Красоту Вольтер понимает двояко: как идеал, которым проверяет себя вкус («о вкусах не спорят» именно потому, что слишком бесспорен идеал красоты для хорошего вкуса), но и как результат развития человечества, которое придумывает себе красоту так же, как придумывает истоки своей истории. Вольтер, как и Кант, видит в умении полагать начало истории ту особую манифестацию социальных навыков, которая и ведет к лучшей социальной организации; только если в учении Канта эта социальная организация называется «вечным миром», то в учении Вольтера – красотой. Существуют хранители красоты и вкуса – особенно образованные люди, как в политике есть хранители мира, а в экономике – хранители финансов. Также вкус может портиться, как могут портиться международные отношения или доверие в области финансовых операций, – и как в таких случаях множатся шпионаж или фальшивая монета, так и при утрате вкуса множатся уродливые произведения. Для Вольтера важно было создать всеевропейскую или даже всемирную интеллектуальную биржу, которая позволяет проводить только правильные операции – говоря новейшим языком инновационных финансов, он научил всех заниматься майнингом интеллектуальной криптовалюты; и каждый писатель после Вольтера, как бы он ни относился к Вольтеру, содержал свою ферму майнинга, превращая любой литературный сюжет в функционирующее производство ценностей.

Стиль Вольтера – по преимуществу энциклопедический стиль, ставший отличительным знаком эпохи Просвещения; в некотором смысле, создавший эту эпоху. Этот стиль в начале ХХ века нашел творческое продолжение в философском словаре Лаланда, а в начале XXI века – в философском словаре непереводимостей Кассен. Словарная статья соединяет тогда постоянное переизобретение истоков: что должно было значить слово изначально, как оно должно было работать исходя из собственной минимальной данности, – с пространными экскурсами, как при столкновении с современностью это понятие развертывает собственные сюжеты, с которыми уже потом приходится иметь дело другим философам. Просвещение – это всегда не только пропагандистский, но и образовательный проект сотрудничества: выяснение того, как философы разного характера могут увидеть один и тот же здравый смысл необычного сюжета.

### Записи данных
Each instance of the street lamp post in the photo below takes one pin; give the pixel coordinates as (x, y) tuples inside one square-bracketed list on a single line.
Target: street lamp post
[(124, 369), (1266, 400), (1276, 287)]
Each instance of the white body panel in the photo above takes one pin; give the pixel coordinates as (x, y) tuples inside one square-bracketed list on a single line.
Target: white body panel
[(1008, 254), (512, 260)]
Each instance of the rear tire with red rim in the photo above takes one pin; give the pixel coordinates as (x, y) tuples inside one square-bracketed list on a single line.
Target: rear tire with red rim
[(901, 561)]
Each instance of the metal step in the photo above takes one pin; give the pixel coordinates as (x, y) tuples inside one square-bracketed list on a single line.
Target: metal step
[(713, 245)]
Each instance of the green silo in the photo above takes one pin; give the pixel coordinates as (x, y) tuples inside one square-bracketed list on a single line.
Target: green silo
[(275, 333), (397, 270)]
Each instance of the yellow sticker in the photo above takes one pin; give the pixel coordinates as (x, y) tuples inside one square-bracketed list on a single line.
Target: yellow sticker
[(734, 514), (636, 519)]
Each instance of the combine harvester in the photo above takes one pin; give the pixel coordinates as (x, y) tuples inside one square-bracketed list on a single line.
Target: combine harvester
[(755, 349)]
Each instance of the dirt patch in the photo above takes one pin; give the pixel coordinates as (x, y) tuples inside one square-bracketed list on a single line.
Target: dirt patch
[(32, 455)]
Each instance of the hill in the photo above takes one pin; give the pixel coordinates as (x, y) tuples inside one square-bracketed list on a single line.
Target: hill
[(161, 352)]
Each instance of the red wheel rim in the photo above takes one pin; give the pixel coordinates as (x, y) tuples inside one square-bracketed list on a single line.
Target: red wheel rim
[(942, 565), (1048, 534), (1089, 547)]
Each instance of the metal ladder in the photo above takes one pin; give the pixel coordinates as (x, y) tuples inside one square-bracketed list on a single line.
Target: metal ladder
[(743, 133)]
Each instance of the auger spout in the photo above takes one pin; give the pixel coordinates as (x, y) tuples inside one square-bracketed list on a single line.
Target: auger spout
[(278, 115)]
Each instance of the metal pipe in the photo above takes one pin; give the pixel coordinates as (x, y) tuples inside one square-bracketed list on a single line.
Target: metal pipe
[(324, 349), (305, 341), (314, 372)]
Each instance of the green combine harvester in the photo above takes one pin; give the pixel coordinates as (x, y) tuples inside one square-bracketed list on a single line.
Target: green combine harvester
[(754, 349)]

### Задание
Перепишите отрывок о Вольтере полностью, не меняя в нём ни слова.

### Решение задания
Красоту Вольтер понимает двояко: как идеал, которым проверяет себя вкус («о вкусах не спорят» именно потому, что слишком бесспорен идеал красоты для хорошего вкуса), но и как результат развития человечества, которое придумывает себе красоту так же, как придумывает истоки своей истории. Вольтер, как и Кант, видит в умении полагать начало истории ту особую манифестацию социальных навыков, которая и ведет к лучшей социальной организации; только если в учении Канта эта социальная организация называется «вечным миром», то в учении Вольтера – красотой. Существуют хранители красоты и вкуса – особенно образованные люди, как в политике есть хранители мира, а в экономике – хранители финансов. Также вкус может портиться, как могут портиться международные отношения или доверие в области финансовых операций, – и как в таких случаях множатся шпионаж или фальшивая монета, так и при утрате вкуса множатся уродливые произведения. Для Вольтера важно было создать всеевропейскую или даже всемирную интеллектуальную биржу, которая позволяет проводить только правильные операции – говоря новейшим языком инновационных финансов, он научил всех заниматься майнингом интеллектуальной криптовалюты; и каждый писатель после Вольтера, как бы он ни относился к Вольтеру, содержал свою ферму майнинга, превращая любой литературный сюжет в функционирующее производство ценностей.

Стиль Вольтера – по преимуществу энциклопедический стиль, ставший отличительным знаком эпохи Просвещения; в некотором смысле, создавший эту эпоху. Этот стиль в начале ХХ века нашел творческое продолжение в философском словаре Лаланда, а в начале XXI века – в философском словаре непереводимостей Кассен. Словарная статья соединяет тогда постоянное переизобретение истоков: что должно было значить слово изначально, как оно должно было работать исходя из собственной минимальной данности, – с пространными экскурсами, как при столкновении с современностью это понятие развертывает собственные сюжеты, с которыми уже потом приходится иметь дело другим философам. Просвещение – это всегда не только пропагандистский, но и образовательный проект сотрудничества: выяснение того, как философы разного характера могут увидеть один и тот же здравый смысл необычного сюжета.